Task to complete - Return all of the entries, keeping every word and mark as it is.

════════════════

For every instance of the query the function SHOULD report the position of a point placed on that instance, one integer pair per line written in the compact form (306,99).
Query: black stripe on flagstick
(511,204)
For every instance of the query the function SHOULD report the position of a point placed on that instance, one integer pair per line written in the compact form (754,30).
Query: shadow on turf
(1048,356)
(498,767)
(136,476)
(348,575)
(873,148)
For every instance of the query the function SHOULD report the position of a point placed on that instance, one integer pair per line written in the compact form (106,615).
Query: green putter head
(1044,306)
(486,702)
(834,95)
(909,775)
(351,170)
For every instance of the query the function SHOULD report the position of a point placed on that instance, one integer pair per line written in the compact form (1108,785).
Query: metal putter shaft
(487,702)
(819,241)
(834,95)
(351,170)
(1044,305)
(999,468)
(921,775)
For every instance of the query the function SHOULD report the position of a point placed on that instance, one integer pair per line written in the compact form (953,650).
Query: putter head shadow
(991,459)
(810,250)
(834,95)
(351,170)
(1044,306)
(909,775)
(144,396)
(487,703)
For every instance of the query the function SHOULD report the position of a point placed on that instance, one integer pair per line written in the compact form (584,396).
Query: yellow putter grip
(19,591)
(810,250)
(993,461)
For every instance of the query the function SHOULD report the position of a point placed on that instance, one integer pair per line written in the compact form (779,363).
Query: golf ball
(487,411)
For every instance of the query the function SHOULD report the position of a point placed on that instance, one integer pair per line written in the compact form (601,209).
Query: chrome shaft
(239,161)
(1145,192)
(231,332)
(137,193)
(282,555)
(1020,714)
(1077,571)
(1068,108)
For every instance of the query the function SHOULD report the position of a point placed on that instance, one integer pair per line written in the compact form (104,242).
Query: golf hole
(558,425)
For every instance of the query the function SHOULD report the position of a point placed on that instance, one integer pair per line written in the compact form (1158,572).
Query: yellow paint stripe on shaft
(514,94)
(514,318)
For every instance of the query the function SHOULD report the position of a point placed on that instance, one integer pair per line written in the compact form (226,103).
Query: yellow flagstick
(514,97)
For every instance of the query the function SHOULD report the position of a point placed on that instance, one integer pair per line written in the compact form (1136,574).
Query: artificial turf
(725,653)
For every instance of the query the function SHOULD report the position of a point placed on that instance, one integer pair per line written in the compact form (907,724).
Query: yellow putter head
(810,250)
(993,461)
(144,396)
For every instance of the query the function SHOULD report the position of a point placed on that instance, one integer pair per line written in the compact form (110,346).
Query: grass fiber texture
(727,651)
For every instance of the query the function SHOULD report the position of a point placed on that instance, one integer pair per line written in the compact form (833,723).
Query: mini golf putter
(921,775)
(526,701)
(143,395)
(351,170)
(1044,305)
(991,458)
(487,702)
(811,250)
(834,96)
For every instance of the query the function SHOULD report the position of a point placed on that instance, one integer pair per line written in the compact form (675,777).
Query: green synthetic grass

════════════════

Written solution -
For every instance of the query the function SHOULD report the position of a point placed on that instance, one integer pair per line written in the compact form (306,99).
Query: black stripe on flagstick
(511,204)
For every instance of the query the function SHOULD report the position of a point placed on that instance, one integer pair per line written in the compact form (754,30).
Query: shadow on turf
(1048,356)
(498,767)
(136,476)
(348,575)
(873,148)
For every instance of the query the function SHOULD report the position of a point placed on that instance, one integer pair per line written in the compact form (106,615).
Query: green putter head
(1044,306)
(486,702)
(834,95)
(909,775)
(351,170)
For every instance of the query the function SHOULD report the position of a point placed on that instance, one integer pair per line written in the compact form (1108,785).
Query: metal putter shaft
(487,702)
(819,241)
(834,95)
(351,170)
(1044,305)
(999,468)
(921,775)
For every instance of the query the function SHOULD report the position of a point placed on that instance, one integer pair per line written in the compact form (953,650).
Query: putter head shadow
(991,459)
(810,250)
(834,95)
(351,170)
(1044,306)
(909,775)
(144,396)
(487,703)
For every instance of the query the function SHOULD report the position of a point placed on that instance, one integer pair per line written in the compact form (584,396).
Query: yellow putter grip
(19,591)
(810,250)
(993,461)
For every instance of the query the function SHOULD report the position of a point placed on that instance, one integer pair per line written in the compact form (779,363).
Query: golf ball
(487,411)
For every instance of the query the function SHOULD report the position of a point placed on that instance, one integer pair per line written in the compact form (601,209).
Query: chrome shaft
(239,161)
(1145,192)
(231,332)
(137,193)
(282,555)
(1020,714)
(1077,571)
(1068,108)
For every instance of the query the function SHOULD report the position of a point placed on that instance, one integer pair per line written in the compact form (104,242).
Query: golf hole
(558,425)
For every instance of the query the function SHOULD report the position of a point placed on that instance, one integer pair per line written in the compact form (1158,572).
Query: yellow paint stripe on shaft
(514,94)
(514,318)
For every instance of the query the function SHOULD report the position of a point placed on that instance, one integer pair per line written in the compact form (226,103).
Query: yellow flagstick
(514,97)
For every instance of the query the function SHOULD report the position of a point placed on that instance, one integer pair per line written in the compact form (1136,574).
Query: artificial turf
(725,653)
For every instance of the query the function SHOULD report the position of a point placed on that instance, one integer pair per line written in the compact form (907,724).
Query: yellow putter head
(810,250)
(993,461)
(144,396)
For every instance of the query the function SHOULD report the position of a point placed on that instance, one integer pair per line written in the compact form (110,346).
Query: grass fiber texture
(727,651)
For every instance of the query the function SHOULD report the position of a point placed on that instance, one integer pair per line written in the compact form (833,723).
Query: mini golf putter
(921,775)
(526,701)
(143,395)
(351,170)
(1044,305)
(991,458)
(487,702)
(811,250)
(834,96)
For every instance of the query the function SHOULD report the position of a point placed on that instance, one integer pair per line written in the compact form (675,777).
Query: green synthetic grass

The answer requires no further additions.